Is Byzantine Studies a Colonialist Discipline?
Toward a Critical Historiography
Benjamin Anderson editor Mirela Ivanova editor
Format:Paperback
Publisher:Pennsylvania State University Press
Published:27th Jun '23
Should be back in stock very soon
Is Byzantine Studies a colonialist discipline? Rather than provide a definitive answer to this question, this book defines the parameters of the debate and proposes ways of thinking about what it would mean to engage seriously with the field’s political and intellectual genealogies, hierarchies, and forms of exclusion.

» Given information:
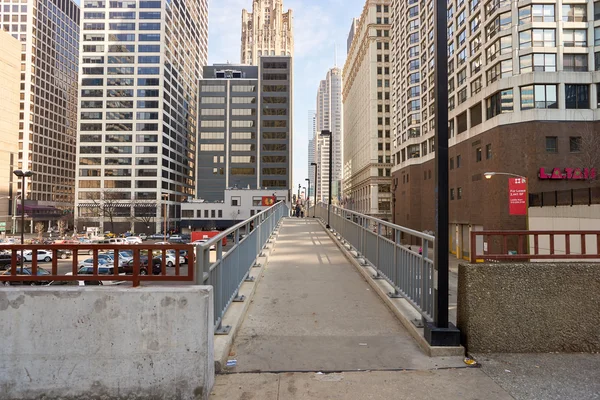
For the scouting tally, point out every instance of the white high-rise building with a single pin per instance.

» Short exercise: Please revise the Byzantine studies book listing between "Toward a Critical" and "forms of exclusion.", inclusive, putting "discussion" in place of "debate".

» Exercise result:
Toward a Critical Historiography
Benjamin Anderson editor Mirela Ivanova editor
Format:Paperback
Publisher:Pennsylvania State University Press
Published:27th Jun '23
Should be back in stock very soon
Is Byzantine Studies a colonialist discipline? Rather than provide a definitive answer to this question, this book defines the parameters of the discussion and proposes ways of thinking about what it would mean to engage seriously with the field’s political and intellectual genealogies, hierarchies, and forms of exclusion.